▶ [YOUR OBJECTIVE] Will you restate verbatim the lines running from the line with "the white house" to the end of the data, leaving out everything else?

_ _ _ _ _ _ _

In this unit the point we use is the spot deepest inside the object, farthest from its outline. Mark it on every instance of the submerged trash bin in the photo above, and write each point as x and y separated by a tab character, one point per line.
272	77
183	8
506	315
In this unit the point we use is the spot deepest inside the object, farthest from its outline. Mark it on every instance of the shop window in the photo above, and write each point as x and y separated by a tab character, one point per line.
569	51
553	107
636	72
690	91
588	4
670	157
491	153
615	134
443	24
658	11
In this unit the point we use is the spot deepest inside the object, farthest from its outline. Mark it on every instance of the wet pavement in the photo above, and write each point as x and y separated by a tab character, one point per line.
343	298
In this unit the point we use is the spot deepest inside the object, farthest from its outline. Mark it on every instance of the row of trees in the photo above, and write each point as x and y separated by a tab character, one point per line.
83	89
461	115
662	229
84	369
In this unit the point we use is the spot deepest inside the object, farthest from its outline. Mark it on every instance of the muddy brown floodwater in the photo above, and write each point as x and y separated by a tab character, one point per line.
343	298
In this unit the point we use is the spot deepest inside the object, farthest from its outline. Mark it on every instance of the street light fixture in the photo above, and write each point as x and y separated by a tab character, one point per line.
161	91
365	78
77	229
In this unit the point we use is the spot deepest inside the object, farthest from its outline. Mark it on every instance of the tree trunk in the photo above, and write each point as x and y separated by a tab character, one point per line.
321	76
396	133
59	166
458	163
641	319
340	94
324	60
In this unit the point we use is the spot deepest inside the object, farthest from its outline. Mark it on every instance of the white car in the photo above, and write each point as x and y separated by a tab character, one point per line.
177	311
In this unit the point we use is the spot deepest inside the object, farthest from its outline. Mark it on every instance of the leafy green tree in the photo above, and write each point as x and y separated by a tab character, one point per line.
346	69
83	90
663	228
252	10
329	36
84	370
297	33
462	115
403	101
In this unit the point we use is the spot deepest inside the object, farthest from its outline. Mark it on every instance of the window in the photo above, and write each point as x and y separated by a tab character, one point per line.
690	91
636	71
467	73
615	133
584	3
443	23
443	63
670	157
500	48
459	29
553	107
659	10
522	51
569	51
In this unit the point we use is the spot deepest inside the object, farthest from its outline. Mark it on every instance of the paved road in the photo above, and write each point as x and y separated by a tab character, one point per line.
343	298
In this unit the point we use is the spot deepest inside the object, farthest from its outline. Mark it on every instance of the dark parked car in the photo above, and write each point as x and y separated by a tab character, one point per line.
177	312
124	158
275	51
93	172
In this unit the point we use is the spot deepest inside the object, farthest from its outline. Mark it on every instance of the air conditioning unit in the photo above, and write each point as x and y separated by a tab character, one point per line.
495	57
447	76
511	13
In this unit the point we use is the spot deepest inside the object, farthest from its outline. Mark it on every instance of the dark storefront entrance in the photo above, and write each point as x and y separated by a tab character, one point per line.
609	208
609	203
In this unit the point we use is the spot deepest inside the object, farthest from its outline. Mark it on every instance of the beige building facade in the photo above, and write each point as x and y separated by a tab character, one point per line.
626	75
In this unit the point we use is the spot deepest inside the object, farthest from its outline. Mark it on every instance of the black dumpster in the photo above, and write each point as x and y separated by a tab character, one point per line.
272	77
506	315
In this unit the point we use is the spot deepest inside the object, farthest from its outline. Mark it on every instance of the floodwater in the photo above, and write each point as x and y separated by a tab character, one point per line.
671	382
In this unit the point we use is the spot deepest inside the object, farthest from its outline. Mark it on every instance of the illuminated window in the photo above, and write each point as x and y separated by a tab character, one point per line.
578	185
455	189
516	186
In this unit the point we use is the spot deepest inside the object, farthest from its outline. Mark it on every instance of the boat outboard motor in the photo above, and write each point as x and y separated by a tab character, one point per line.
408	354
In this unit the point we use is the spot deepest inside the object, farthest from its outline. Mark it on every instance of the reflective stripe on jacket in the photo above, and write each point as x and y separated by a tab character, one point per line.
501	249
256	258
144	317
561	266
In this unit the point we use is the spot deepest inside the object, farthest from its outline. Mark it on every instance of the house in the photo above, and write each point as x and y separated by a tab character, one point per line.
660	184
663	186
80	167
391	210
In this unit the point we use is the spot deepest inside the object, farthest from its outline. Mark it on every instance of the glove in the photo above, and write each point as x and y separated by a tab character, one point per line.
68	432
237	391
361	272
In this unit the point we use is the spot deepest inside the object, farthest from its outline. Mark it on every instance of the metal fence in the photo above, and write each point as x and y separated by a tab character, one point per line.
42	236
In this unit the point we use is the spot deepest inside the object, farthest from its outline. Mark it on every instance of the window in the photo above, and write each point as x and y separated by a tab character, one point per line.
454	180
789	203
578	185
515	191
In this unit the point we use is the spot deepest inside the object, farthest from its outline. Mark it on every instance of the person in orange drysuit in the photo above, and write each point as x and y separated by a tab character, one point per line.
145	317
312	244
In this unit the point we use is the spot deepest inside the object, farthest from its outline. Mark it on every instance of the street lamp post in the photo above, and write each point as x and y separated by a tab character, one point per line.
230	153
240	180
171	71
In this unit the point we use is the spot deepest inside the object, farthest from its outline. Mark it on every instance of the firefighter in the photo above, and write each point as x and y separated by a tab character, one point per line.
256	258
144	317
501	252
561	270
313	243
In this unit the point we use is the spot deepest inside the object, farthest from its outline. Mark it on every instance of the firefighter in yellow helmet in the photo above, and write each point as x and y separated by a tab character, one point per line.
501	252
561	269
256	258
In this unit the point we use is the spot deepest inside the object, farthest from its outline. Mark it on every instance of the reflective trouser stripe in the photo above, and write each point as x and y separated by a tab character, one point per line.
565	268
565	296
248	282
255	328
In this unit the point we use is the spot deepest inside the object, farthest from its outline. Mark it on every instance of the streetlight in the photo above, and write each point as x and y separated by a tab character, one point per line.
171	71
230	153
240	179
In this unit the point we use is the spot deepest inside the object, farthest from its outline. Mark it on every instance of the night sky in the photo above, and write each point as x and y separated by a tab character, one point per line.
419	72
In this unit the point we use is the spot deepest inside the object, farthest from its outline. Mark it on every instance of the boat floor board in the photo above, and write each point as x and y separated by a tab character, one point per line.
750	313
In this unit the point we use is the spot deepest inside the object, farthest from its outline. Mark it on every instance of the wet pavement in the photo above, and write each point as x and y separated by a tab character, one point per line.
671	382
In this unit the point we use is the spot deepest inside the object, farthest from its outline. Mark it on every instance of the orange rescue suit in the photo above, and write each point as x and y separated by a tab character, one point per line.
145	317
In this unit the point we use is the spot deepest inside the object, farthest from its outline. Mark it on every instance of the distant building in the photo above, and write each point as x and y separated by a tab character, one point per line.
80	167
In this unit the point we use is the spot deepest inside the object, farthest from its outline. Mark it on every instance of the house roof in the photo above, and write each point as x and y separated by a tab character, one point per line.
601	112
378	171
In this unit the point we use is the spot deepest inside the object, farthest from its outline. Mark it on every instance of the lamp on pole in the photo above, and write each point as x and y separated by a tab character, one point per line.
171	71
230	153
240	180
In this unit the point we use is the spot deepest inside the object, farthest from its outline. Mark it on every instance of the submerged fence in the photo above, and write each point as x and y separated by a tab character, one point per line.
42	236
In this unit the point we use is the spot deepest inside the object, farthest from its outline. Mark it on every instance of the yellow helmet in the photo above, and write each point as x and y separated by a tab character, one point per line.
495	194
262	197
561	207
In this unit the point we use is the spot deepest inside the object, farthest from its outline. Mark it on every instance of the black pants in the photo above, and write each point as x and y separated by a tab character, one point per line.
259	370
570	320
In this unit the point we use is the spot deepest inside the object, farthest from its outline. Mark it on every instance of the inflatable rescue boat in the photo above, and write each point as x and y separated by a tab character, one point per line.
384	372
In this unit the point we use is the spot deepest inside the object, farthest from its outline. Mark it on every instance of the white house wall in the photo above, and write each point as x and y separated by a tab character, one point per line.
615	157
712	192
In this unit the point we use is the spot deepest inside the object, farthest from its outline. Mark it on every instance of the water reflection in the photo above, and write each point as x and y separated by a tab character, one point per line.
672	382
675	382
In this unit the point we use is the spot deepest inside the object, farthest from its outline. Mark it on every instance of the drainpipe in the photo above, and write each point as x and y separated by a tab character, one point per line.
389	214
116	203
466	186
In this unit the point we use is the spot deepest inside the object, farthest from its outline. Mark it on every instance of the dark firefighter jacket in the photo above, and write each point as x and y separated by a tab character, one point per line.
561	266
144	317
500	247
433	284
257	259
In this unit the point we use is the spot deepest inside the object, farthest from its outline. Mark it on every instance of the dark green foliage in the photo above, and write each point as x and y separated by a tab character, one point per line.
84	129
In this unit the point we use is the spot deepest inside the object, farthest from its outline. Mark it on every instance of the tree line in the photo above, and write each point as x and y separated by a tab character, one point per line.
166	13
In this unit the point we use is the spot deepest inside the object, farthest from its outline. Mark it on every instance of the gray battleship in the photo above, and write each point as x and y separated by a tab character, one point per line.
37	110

_ _ _ _ _ _ _

▶ [SOLUTION]
In this unit the point we use is the spot deepest inside the object, farthest from its outline. Mark it on every instance of the white house wall in the photo above, and write each point as x and y separated by a tab character, one point per line.
615	157
712	192
In this unit the point we use is the spot deepest inside the object, farthest from its outline. Mark it on every instance of the water reflection in the photo above, and write each point as x and y separated by a tab character, one point per line.
672	382
675	382
In this unit the point we use is the spot deepest inside the object, farthest from its outline. Mark it on every instance of the drainpipe in the photo above, and write each point as x and y separated by a tab character, one point per line.
389	214
116	203
466	186
In this unit the point we use is the spot deepest inside the object, farthest from its outline. Mark it on every instance of the dark firefighter jacket in the photo above, and write each point as x and y separated by a tab character, one point per line.
561	266
144	317
500	247
433	284
257	259
In this unit the point we use is the spot deepest inside the object, farthest from its outline. Mark it on every instance of the dark green foliage in the photo above, and write each point as x and y separated by a tab character, one point per line.
84	129
In this unit the point we use is the spot deepest inside the object, farthest from its outline. Mark it on every instance of the tree line in the photo above, and write each point as x and y separated by a tab character, one point per line.
166	13
In this unit the point we use is the spot deepest inside the object, farthest from its outline. Mark it on every instance of the gray battleship in the photo above, and write each point as x and y separated by a tab character, one point per line.
37	110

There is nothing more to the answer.